Output only the lines from the one holding "carved chair back." to the end of the data below, please, copied exactly.

....................

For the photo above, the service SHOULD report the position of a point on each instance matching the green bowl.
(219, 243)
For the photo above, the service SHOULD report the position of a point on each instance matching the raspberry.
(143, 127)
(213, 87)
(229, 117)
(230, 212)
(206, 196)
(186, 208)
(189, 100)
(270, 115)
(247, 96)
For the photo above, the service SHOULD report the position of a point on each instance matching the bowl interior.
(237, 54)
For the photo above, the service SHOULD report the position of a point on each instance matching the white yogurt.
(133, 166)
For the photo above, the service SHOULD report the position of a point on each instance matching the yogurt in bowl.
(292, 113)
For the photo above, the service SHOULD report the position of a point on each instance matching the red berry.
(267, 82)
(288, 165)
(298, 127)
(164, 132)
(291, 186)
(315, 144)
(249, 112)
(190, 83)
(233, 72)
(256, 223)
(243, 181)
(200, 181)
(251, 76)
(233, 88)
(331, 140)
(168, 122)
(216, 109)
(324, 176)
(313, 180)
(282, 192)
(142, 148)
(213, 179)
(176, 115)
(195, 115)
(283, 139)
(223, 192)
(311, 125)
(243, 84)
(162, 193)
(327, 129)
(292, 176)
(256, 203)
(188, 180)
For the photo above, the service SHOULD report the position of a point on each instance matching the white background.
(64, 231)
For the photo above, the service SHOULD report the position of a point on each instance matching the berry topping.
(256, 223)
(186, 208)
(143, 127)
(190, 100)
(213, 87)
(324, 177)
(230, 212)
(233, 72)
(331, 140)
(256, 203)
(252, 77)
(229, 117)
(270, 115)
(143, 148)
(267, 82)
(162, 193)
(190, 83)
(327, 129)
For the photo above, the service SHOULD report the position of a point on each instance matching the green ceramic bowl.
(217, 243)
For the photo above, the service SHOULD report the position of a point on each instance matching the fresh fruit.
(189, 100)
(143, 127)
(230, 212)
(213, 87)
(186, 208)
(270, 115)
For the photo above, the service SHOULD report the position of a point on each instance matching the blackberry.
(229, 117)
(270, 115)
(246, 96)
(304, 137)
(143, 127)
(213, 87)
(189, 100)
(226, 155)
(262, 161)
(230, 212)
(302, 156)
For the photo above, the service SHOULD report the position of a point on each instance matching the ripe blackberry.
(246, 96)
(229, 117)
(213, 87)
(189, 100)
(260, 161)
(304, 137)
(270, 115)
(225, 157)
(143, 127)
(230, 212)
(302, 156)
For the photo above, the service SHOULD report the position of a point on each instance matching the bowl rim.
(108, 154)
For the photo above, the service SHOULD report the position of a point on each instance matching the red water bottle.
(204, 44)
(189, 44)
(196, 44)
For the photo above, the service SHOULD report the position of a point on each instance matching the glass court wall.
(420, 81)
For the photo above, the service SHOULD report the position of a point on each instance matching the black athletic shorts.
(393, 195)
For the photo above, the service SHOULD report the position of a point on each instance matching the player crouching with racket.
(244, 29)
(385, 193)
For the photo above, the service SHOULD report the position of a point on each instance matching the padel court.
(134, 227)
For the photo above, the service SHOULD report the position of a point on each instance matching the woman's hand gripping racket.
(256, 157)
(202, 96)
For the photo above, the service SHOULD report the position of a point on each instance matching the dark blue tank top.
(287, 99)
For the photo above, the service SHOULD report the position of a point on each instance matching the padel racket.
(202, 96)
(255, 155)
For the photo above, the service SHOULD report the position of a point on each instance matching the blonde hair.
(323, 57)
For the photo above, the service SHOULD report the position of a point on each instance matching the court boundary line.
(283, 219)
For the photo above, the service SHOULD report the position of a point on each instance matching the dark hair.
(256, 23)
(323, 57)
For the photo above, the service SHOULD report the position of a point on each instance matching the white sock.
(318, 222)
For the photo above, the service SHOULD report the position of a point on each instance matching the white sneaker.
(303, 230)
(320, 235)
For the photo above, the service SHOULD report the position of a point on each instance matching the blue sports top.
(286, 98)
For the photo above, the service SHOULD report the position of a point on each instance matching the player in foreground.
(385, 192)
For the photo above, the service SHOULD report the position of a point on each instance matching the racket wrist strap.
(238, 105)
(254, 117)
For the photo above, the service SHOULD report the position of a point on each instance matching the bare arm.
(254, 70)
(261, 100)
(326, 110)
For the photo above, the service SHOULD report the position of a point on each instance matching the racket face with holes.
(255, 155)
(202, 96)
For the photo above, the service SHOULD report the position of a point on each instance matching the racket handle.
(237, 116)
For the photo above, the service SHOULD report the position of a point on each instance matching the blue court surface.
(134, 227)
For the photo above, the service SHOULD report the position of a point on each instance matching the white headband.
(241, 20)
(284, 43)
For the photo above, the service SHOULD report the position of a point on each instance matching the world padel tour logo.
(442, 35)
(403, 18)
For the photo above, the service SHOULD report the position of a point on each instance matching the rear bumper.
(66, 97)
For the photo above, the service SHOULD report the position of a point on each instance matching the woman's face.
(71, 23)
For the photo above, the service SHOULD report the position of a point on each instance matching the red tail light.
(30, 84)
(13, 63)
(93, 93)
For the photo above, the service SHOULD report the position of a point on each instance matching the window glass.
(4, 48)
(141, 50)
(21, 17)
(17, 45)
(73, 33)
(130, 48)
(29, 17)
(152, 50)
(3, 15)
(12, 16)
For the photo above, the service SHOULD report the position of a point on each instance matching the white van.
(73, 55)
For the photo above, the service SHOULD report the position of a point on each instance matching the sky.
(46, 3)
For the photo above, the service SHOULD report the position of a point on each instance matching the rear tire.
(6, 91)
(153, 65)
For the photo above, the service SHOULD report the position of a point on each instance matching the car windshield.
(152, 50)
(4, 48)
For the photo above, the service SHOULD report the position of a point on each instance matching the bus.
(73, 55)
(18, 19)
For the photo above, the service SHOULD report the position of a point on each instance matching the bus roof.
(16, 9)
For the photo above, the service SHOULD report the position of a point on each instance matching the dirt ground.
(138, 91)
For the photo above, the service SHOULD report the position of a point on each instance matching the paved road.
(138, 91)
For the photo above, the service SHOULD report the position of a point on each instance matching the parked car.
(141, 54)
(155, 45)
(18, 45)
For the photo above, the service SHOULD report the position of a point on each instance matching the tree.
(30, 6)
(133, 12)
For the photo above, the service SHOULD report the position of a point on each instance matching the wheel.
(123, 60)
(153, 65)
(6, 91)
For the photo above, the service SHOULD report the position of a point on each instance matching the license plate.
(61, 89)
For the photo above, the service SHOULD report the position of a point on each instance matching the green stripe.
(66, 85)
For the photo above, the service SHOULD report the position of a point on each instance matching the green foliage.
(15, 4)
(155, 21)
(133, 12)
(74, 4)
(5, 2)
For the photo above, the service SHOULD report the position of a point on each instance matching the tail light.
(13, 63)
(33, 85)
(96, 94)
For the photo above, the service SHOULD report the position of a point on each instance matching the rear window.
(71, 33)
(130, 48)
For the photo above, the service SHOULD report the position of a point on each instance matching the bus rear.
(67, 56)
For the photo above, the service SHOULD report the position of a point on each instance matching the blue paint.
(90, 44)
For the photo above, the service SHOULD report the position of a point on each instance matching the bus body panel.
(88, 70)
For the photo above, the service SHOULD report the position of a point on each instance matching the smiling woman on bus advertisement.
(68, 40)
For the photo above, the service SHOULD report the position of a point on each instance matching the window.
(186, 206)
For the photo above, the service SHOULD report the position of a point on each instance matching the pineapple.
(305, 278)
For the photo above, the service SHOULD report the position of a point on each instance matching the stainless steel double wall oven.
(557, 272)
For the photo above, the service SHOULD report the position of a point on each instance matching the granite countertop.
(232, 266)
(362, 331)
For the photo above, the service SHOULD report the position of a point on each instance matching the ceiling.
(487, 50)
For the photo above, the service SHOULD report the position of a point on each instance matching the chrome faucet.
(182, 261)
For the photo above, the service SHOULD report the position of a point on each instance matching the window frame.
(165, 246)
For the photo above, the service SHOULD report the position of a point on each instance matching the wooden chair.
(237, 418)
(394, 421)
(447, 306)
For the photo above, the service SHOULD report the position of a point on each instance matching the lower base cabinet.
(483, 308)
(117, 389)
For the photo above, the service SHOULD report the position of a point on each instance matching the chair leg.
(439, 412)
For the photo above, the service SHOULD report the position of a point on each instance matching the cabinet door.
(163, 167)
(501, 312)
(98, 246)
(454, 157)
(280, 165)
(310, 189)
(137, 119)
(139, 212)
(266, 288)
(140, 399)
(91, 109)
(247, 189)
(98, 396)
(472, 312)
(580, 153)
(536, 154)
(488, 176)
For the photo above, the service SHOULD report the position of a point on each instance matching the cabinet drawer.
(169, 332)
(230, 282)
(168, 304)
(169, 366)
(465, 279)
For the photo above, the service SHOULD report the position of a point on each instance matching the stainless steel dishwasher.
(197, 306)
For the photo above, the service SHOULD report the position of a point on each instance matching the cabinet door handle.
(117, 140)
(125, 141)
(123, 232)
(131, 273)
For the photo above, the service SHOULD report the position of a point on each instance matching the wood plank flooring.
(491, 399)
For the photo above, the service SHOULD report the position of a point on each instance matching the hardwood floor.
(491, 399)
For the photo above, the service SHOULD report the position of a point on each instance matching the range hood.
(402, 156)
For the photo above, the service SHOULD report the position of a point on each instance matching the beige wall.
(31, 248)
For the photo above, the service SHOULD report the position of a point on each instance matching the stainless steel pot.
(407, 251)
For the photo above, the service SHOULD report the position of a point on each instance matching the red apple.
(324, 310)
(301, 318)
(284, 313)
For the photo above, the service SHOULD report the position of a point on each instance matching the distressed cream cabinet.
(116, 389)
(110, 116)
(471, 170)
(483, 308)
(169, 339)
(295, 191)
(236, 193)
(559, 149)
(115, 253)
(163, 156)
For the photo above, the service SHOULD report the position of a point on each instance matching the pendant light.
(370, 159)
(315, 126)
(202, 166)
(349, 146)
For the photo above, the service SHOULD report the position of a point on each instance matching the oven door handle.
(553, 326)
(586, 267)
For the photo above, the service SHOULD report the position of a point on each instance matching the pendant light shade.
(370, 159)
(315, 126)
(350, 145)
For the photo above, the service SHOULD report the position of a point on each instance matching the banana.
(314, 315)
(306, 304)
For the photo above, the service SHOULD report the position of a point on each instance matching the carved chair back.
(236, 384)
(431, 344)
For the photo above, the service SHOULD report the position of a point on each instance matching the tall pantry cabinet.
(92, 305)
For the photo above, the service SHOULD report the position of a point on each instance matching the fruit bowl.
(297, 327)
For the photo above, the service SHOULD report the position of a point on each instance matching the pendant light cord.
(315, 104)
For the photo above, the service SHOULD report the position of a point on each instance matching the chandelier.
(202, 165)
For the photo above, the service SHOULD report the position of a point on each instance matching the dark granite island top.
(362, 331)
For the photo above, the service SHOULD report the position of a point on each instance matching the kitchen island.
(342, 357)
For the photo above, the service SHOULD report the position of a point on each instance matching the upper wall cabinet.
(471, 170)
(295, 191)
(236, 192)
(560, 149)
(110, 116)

....................

* _COMPLETED EXERCISE_:
For the photo above, the service SHOULD report the position of a point on each instance matching the carved chair back.
(236, 384)
(431, 344)
For the photo above, the service SHOULD report the position of a point on each instance matching the tall pantry cabinet.
(92, 305)
For the photo above, the service SHOULD report the position of a point on each instance matching the fruit bowl.
(297, 327)
For the photo above, the service SHOULD report the position of a point on each instance matching the pendant light cord.
(315, 104)
For the photo above, the service SHOULD report the position of a point on each instance matching the chandelier.
(202, 165)
For the photo above, the service SHOULD report the position of a point on each instance matching the dark granite island top.
(362, 331)
For the photo above, the service SHOULD report the position of a point on each instance matching the kitchen island.
(342, 357)
For the photo above, the service SHOULD report the position of a point on each instance matching the upper wall cabinet.
(471, 170)
(295, 191)
(236, 192)
(560, 149)
(110, 116)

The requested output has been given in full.